PROBLEM REQUIREMENTS
Copy the entries below word for word, from start to finish.

(Dataset excerpt)
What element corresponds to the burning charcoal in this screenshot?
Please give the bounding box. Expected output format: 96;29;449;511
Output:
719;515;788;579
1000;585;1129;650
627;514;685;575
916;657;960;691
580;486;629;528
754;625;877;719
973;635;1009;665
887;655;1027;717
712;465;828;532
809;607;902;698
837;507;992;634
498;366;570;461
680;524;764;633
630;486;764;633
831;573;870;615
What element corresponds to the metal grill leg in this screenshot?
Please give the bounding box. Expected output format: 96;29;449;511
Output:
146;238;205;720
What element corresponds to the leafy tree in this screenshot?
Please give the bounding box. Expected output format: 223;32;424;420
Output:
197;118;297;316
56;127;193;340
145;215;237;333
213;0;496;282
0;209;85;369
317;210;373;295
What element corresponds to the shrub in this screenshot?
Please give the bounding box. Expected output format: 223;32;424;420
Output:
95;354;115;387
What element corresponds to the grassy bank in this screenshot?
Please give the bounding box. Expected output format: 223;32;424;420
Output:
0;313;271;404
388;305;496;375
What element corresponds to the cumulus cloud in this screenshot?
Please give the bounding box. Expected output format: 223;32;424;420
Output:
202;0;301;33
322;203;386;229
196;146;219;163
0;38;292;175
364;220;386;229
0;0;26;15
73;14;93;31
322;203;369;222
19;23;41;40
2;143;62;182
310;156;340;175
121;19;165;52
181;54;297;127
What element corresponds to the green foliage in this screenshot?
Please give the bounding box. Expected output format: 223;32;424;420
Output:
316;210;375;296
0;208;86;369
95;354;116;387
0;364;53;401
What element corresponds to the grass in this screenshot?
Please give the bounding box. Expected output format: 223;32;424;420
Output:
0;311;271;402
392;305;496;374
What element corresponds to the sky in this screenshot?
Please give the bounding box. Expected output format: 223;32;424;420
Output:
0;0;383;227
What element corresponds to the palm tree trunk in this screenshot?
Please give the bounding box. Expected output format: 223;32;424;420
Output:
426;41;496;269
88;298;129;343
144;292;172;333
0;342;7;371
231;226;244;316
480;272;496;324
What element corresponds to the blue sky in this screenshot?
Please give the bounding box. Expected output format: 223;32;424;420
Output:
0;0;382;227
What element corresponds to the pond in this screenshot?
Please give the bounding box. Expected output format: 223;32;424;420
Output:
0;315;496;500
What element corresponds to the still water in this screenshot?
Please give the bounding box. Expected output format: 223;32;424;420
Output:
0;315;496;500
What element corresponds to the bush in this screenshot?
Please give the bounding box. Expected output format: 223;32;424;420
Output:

THE OUTPUT
What element corresponds to the burning charcoal in this screenshot?
Please give the bounding box. Expected output format: 96;29;449;511
Output:
719;515;788;579
1000;585;1129;650
627;514;685;575
916;657;960;691
580;486;629;528
754;625;877;719
973;635;1009;665
887;655;1027;717
712;465;828;532
809;607;902;698
837;507;992;634
498;366;570;461
680;524;764;633
630;486;764;633
831;573;870;615
What element corresponds to the metal grill leg in this screenshot?
Please give the bounding box. Expected output format: 96;29;449;511
Output:
146;238;205;720
What element corresponds to the leafy tree in this screenshot?
Please give the bounding box. Expected output format: 223;32;424;420
Output:
197;118;297;316
56;127;193;340
145;215;237;333
213;0;496;282
0;209;85;369
317;210;373;295
What element corresponds to the shrub in this screenshot?
Please give the bounding box. Expected output format: 223;32;424;420
Output:
95;354;115;387
What element corresponds to the grassy bank in this screenshot?
Please give the bounding box. Expected output format: 223;32;424;420
Output:
0;313;271;404
388;305;496;375
What element corresponds to the cumulus cloud in this screenshot?
Please give the bounding box. Expected output format: 223;32;424;420
Output:
202;0;301;33
322;203;386;229
196;146;219;163
0;38;292;175
364;220;386;229
0;0;26;15
73;14;93;31
322;203;369;222
19;23;41;40
2;143;62;182
310;156;340;175
121;19;165;52
181;54;297;127
What element corresponds to the green foliage in this screenshot?
Please give the bounding box. Expected output format: 223;32;424;420
Output:
316;210;375;296
0;208;86;369
95;354;116;387
0;364;53;401
What element corresponds to the grass in this screenshot?
Please give the bounding box. Expected output format: 223;32;424;420
Output:
0;311;271;402
392;305;496;374
What element corresponds to the sky in this screenshot?
Please give the bounding box. Expected output format: 223;32;424;420
Output:
0;0;383;227
What element corresponds to the palm tree trunk in this screenshot?
Please give the bounding box. Expected output format: 223;32;424;420
Output:
426;41;496;269
88;298;129;343
144;292;172;333
0;342;7;371
231;226;244;316
480;272;496;324
What element corresponds to the blue sky in this screenshot?
Please give the bounding box. Expected output format: 223;32;424;420
Output:
0;0;382;227
What element corresponds to the pond in this screenshot?
Please give the bounding box. Expected output format: 223;32;424;420
Output:
0;315;496;500
What element corresponds to the still water in this screenshot?
Please give the bounding box. Expected output format: 223;32;424;420
Output:
0;315;496;500
What element corresponds to the bush in this screenshot?
Please give the bounding box. Expected output format: 223;32;424;420
Output:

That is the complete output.